• Assignment
Across the whole listing, filter for the string "foam" and copy every line that has it.
━━━━━━━━━━
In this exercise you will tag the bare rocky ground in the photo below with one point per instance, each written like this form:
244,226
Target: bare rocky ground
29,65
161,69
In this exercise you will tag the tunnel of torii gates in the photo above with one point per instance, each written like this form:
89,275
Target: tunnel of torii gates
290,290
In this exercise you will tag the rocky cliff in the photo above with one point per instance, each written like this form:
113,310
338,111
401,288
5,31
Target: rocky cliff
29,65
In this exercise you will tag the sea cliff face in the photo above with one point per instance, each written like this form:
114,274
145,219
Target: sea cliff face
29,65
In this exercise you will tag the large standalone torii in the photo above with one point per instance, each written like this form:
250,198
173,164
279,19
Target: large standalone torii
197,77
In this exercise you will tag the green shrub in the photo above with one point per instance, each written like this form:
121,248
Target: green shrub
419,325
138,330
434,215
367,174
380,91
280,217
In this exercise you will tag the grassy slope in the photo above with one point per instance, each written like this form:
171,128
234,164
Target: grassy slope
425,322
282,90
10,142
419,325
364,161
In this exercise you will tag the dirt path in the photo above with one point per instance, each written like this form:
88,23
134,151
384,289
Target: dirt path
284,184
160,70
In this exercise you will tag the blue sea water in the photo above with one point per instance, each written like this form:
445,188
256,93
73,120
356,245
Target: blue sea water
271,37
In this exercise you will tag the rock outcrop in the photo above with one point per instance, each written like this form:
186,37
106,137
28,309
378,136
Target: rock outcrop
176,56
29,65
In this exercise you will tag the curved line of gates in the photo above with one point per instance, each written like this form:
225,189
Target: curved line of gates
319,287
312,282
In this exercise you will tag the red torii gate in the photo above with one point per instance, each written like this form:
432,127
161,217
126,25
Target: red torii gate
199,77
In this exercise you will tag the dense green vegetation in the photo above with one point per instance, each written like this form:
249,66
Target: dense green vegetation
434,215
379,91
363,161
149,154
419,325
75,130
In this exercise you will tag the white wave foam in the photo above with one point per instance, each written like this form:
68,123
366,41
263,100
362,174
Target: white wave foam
━━━━━━━━━━
• Response box
In this exercise you will tag the white wave foam in the photo above with one point per instance, each written like this form:
Target: white wave foam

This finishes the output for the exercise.